TEXT EXTRACT:
■ ■ ■ ■ ■

Question

Convince yourself that parts a), b) and c) of the given figure are identical. Find the capacitance between the points A and B of the assembly.

Answer 1

Hint: In a circuit, two or more capacitors can be arranged in following ways:
They can be joined in series connection
They can be joined in parallel connection
They can be joined in a mixed connection which comprises both parallel and series connections.
The net or equivalent capacitance of the capacitors joined via series connection can be found through the following formula:
${{C}_{net}}=C+{{C}^{'}}$
The net or the equivalent capacitance of the capacitors joined via parallel connection can be found through following formula:
${{C}_{net}}=[\dfrac{{{C}_{1}}\times {{C}_{2}}}{{{C}_{1}}+{{C}_{2}}}]$

Complete step-by-step answer:
The capacitance of the given capacitors is as follows:
The capacitance of the capacitor 1: $1\mu F$
The capacitance of the capacitor 2: $2\mu F$
The capacitance of the capacitor 3: $3\mu F$
The capacitance of the capacitor 4: $6\mu F$
The capacitance of the capacitor 5: $5\mu F$
In the second and the third figure, the circuit branch containing the fifth capacitor lies in the between the two junctions which join the branches containing first and second capacitors and the branches containing third and fourth capacitors.
Thus, on the rearranging the circuit branches in the diagrams while keeping the connections intact, we can obtain the first circuit diagram.
Hence it is correct to say that the three circuit diagrams are all identical to one another.
Finding the net capacitance of the assembly:
We can observe that the ratios of the first capacitor to the second capacitor equals to the ratio of the third capacitor to the fourth capacitor, thereby establishing the equilibrium condition of the Wheatstone bridge such that no charge or current flows through the middle branch containing the fifth capacitor.
i.e. $\dfrac{{{C}_{1}}}{{{C}_{2}}}=\dfrac{{{C}_{3}}}{{{C}_{4}}}$
$\dfrac{1}{2}=\dfrac{3}{6}$
Hence the entire middle branch containing the fifth capacitor can be neglected completely while solving to find the net capacitance of the system.

■ ■ ■ ■ ■

WHAT YOU SHOULD DO:
Carry the capacitor network solution above forward from its final sentence.

Records from a point labeling set
■ ■ ■ ■ ■

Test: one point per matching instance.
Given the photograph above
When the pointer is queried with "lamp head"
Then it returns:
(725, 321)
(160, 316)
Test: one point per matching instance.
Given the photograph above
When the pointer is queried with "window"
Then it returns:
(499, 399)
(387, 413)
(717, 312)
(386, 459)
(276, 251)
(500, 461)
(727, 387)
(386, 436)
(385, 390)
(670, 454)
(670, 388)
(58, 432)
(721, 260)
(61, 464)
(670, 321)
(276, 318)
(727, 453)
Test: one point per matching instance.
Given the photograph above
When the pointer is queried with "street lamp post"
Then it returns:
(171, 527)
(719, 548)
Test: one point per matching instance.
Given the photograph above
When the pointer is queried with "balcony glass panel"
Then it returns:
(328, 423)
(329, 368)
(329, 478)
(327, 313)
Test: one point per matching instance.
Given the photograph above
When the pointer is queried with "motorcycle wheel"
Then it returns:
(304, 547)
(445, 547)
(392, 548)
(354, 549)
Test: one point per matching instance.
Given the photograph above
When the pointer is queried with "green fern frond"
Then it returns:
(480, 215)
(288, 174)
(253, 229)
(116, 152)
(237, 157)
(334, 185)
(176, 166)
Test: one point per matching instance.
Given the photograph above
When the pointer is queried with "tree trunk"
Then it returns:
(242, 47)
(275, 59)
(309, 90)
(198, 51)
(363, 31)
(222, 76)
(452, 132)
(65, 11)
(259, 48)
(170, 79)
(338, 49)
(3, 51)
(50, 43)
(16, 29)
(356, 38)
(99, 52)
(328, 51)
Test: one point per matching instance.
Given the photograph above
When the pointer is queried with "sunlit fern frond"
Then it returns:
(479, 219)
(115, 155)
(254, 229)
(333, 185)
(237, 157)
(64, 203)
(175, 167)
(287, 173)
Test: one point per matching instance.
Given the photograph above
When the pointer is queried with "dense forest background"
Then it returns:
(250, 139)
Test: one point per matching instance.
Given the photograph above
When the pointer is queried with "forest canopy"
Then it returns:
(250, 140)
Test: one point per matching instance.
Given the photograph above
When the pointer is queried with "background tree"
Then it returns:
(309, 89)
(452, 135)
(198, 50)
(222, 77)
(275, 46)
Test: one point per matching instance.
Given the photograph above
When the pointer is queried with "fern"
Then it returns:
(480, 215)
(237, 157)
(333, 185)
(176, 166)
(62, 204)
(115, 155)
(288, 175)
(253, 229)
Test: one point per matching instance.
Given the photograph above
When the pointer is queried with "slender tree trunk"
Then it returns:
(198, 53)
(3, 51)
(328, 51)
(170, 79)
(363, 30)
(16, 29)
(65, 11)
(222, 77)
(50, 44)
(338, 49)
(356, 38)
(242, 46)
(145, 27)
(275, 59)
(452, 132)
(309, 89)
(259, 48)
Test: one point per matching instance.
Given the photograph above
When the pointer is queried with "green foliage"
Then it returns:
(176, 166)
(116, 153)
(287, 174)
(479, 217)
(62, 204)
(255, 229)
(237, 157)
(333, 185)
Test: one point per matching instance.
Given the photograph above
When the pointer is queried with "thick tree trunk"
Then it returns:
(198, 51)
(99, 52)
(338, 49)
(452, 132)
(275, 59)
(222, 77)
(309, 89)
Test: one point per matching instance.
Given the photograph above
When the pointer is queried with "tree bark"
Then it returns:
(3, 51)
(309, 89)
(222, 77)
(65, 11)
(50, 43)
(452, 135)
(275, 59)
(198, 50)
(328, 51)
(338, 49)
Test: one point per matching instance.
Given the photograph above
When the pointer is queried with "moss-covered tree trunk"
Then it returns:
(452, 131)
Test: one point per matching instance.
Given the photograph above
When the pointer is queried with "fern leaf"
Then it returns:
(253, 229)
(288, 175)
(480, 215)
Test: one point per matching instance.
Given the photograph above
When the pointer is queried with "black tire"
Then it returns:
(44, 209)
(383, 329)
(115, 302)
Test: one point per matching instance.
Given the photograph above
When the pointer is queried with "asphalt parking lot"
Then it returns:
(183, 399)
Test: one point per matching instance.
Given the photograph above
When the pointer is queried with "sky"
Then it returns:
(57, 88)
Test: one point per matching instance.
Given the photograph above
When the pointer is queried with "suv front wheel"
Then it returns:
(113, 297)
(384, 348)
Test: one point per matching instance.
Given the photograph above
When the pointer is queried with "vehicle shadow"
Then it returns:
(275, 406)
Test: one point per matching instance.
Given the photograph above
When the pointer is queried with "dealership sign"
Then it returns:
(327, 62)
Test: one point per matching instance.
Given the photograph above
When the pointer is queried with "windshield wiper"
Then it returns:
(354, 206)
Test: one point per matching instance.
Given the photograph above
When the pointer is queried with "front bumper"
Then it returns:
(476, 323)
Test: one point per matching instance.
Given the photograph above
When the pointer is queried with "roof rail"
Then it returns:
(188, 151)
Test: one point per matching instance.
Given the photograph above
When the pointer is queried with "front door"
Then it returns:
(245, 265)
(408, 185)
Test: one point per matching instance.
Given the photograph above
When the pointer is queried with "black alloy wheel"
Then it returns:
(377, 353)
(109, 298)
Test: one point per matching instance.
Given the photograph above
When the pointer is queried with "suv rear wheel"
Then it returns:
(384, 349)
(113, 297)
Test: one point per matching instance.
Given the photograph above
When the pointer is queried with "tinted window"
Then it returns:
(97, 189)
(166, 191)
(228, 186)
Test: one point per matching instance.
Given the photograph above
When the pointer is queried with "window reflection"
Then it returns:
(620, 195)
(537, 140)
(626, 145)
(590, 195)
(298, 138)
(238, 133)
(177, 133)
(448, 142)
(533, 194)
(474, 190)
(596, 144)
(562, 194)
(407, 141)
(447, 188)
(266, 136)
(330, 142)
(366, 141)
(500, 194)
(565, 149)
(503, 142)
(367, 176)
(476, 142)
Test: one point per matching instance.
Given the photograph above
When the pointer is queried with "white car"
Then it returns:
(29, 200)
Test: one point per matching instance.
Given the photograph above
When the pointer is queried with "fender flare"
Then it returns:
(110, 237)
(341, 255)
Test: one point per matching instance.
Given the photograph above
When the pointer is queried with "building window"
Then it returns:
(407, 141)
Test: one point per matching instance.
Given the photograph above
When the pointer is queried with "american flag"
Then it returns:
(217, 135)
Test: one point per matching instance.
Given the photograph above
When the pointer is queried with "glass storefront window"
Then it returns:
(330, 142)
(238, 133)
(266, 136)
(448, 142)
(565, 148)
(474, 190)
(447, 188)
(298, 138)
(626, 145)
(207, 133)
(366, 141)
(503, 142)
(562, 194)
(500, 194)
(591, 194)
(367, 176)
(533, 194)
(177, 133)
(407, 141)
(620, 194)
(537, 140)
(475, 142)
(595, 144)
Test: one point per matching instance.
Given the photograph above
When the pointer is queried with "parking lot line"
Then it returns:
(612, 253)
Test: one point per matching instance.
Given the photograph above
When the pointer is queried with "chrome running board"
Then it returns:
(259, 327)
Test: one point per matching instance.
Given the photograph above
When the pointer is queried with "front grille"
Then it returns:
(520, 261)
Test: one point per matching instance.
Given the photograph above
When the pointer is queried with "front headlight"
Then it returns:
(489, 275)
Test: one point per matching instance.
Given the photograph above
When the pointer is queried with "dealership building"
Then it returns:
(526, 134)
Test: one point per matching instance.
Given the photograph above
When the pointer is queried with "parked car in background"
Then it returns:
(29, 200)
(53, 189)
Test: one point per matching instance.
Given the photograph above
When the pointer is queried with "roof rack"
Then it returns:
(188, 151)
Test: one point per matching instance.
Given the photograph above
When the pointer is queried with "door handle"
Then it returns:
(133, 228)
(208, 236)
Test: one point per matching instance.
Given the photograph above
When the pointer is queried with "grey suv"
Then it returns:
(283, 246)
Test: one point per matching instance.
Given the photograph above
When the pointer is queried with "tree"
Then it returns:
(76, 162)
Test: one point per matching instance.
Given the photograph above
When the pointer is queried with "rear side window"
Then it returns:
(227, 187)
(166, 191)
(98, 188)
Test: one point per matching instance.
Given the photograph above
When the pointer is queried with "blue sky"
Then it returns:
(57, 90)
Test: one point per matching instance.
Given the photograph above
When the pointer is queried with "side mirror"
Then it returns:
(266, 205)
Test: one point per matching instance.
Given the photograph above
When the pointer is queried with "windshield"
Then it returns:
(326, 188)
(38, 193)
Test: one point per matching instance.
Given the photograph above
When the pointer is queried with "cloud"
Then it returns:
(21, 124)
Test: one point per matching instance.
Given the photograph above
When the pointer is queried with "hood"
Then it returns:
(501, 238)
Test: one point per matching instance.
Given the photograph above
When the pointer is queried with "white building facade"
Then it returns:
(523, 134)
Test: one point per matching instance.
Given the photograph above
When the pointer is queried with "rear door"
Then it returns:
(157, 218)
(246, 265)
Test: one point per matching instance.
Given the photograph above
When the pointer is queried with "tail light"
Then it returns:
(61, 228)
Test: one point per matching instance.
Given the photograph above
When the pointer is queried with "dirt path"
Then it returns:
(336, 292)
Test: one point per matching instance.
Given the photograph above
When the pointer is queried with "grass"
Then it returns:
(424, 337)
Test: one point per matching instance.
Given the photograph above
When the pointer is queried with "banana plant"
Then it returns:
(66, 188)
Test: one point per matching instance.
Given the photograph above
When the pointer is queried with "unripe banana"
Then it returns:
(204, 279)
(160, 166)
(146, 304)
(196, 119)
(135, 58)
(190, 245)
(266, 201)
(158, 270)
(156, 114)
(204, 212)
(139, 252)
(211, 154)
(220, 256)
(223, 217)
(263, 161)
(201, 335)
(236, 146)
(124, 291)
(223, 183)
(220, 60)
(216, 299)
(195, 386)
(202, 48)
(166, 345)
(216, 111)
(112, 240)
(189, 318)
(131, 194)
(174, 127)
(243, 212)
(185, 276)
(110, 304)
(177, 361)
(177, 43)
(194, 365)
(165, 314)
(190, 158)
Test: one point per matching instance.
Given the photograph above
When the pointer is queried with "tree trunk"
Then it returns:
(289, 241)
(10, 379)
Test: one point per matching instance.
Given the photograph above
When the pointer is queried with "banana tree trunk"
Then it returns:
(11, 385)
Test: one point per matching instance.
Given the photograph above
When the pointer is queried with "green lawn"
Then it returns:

■ ■ ■ ■ ■

THE ANSWER:
Now it can be observed that the first and the third capacitors are in series connection with one another while the second and the fourth capacitors are in series connection with one another.
The resultant capacitance of the first pair is:
${{C}^{'}}={{[\dfrac{1}{{{C}_{1}}}+\dfrac{1}{{{C}_{3}}}]}^{-1}}$
$\Rightarrow {{C}^{'}}=[\dfrac{{{C}_{1}}\times {{C}_{3}}}{{{C}_{1}}+{{C}_{3}}}]$
$\Rightarrow {{C}^{'}}=[\dfrac{1\times 3}{1+3}]$
$\Rightarrow {{C}^{'}}=\dfrac{3}{4}$
The resultant capacitance of the second pair is:
$C={{[\dfrac{1}{{{C}_{2}}}+\dfrac{1}{{{C}_{4}}}]}^{-1}}$
$\Rightarrow C=[\dfrac{{{C}_{2}}\times {{C}_{4}}}{{{C}_{2}}+{{C}_{4}}}]$
\[\Rightarrow C=[\dfrac{2\times 6}{6+2}]\]
$\Rightarrow C=[\dfrac{12}{8}]$
The resultant capacitances of the 2 pairs are in parallel connection to one another.
Hence the net capacitance of the system will be:
${{C}_{net}}=C+{{C}^{'}}$
$\Rightarrow {{C}_{net}}=\dfrac{12}{8}+\dfrac{3}{4}$
$\Rightarrow {{C}_{net}}=\dfrac{6}{4}+\dfrac{3}{4}$
$\Rightarrow {{C}_{net}}=\dfrac{9}{4}\mu F=2.25\mu F$
Hence the equivalent capacitance of the given electrical circuit system is $2.25\mu F$.

Note: Capacitance of a given system can be defined as the ability of that system to store an electric charge.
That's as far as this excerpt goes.